**DATASET EXCERPTS:**
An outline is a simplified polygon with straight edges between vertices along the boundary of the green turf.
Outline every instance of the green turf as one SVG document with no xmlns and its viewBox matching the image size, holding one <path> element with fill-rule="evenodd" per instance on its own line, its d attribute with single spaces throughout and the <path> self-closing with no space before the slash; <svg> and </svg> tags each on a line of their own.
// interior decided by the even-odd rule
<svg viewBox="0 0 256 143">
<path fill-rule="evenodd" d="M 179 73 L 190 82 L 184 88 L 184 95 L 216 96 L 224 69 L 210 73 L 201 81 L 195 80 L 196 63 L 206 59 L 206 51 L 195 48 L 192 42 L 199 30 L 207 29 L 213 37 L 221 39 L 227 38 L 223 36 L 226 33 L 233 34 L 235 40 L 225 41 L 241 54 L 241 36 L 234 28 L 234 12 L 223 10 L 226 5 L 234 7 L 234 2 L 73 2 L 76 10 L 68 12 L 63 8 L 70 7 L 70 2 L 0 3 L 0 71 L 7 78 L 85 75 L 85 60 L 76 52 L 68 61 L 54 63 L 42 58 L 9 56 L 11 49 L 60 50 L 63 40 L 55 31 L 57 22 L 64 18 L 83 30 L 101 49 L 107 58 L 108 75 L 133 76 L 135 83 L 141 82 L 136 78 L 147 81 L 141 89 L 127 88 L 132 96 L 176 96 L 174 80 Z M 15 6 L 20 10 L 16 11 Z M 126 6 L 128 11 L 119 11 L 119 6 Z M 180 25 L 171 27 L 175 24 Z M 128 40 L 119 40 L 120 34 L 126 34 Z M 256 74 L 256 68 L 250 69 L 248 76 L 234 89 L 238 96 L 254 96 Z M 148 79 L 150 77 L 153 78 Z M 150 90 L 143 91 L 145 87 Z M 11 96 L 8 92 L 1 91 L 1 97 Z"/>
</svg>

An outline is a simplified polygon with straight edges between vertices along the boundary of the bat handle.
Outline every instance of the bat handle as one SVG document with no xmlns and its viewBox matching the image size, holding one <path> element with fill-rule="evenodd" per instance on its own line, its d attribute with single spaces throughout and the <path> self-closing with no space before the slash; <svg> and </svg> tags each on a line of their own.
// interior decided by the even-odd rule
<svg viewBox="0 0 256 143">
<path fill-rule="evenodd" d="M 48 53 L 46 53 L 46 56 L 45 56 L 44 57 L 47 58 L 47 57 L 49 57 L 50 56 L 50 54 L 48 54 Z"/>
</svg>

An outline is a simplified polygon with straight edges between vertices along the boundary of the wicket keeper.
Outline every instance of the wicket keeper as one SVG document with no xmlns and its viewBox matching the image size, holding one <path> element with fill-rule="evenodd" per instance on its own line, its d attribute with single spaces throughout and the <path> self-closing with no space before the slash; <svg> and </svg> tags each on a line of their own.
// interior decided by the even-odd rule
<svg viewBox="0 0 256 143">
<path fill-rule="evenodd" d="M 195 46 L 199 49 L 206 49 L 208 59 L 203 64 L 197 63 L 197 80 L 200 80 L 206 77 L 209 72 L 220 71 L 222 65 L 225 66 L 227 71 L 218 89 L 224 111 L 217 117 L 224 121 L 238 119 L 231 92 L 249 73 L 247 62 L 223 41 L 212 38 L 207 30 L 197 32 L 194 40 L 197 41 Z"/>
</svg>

**STATED TASK:**
Please repeat all of the lines above word for word, changing nothing.

**RESULT OF THIS EXERCISE:**
An outline is a simplified polygon with straight edges between vertices along the boundary of the green turf.
Outline every instance of the green turf as one SVG document with no xmlns and its viewBox matching the image size, holding one <path> element with fill-rule="evenodd" per instance on its own line, its d attribute with single spaces throughout and the <path> self-closing with no space before the slash; <svg> and </svg> tags each on a line of their own.
// interior decided by the even-odd rule
<svg viewBox="0 0 256 143">
<path fill-rule="evenodd" d="M 179 73 L 190 82 L 184 88 L 184 95 L 216 96 L 224 69 L 210 73 L 201 81 L 195 80 L 196 63 L 206 59 L 206 51 L 195 48 L 192 42 L 199 30 L 207 29 L 213 37 L 221 39 L 227 38 L 223 36 L 226 33 L 233 34 L 235 40 L 225 41 L 241 54 L 241 36 L 234 28 L 234 12 L 223 10 L 226 5 L 234 7 L 234 2 L 73 2 L 76 10 L 68 12 L 63 8 L 70 7 L 70 2 L 0 3 L 0 71 L 7 78 L 85 75 L 85 60 L 76 52 L 68 61 L 54 63 L 42 58 L 9 56 L 11 49 L 60 50 L 63 40 L 55 31 L 57 22 L 64 18 L 83 30 L 101 49 L 107 58 L 108 75 L 133 76 L 135 83 L 141 82 L 136 78 L 147 81 L 141 89 L 127 88 L 132 96 L 176 96 L 174 80 Z M 15 6 L 20 10 L 16 11 Z M 126 6 L 128 11 L 119 11 L 119 6 Z M 180 25 L 171 27 L 175 24 Z M 128 40 L 119 40 L 120 34 L 126 34 Z M 256 74 L 256 68 L 250 69 L 248 76 L 234 89 L 238 96 L 254 96 Z M 148 79 L 150 77 L 153 78 Z M 150 90 L 143 91 L 145 87 Z M 11 96 L 8 92 L 1 91 L 1 97 Z"/>
</svg>

An outline is a simplified polygon with straight edges between vertices along the boundary of the bat handle.
Outline every instance of the bat handle as one SVG document with no xmlns and its viewBox matching the image size, holding one <path> element with fill-rule="evenodd" per instance on its own line, its d attribute with single spaces throughout and the <path> self-closing with no space before the slash; <svg> and </svg> tags each on a line of their own.
// interior decided by the even-odd rule
<svg viewBox="0 0 256 143">
<path fill-rule="evenodd" d="M 48 53 L 46 53 L 46 56 L 45 56 L 44 57 L 47 58 L 47 57 L 49 57 L 50 56 L 50 54 L 48 54 Z"/>
</svg>

An outline is a simplified polygon with straight edges between vertices along the boundary of the wicket keeper.
Outline every instance of the wicket keeper as one SVG document with no xmlns and its viewBox matching the image size, holding one <path> element with fill-rule="evenodd" per instance on its own line, its d attribute with single spaces throughout and the <path> self-closing with no space before the slash; <svg> and </svg> tags each on a line of their own.
// interior decided by the even-odd rule
<svg viewBox="0 0 256 143">
<path fill-rule="evenodd" d="M 195 46 L 199 49 L 206 49 L 208 59 L 203 64 L 197 63 L 197 80 L 200 80 L 206 77 L 209 72 L 220 71 L 222 65 L 225 66 L 227 71 L 218 89 L 224 111 L 217 117 L 224 121 L 238 119 L 231 92 L 249 73 L 247 62 L 223 41 L 212 38 L 207 30 L 197 32 L 194 40 L 197 41 Z"/>
</svg>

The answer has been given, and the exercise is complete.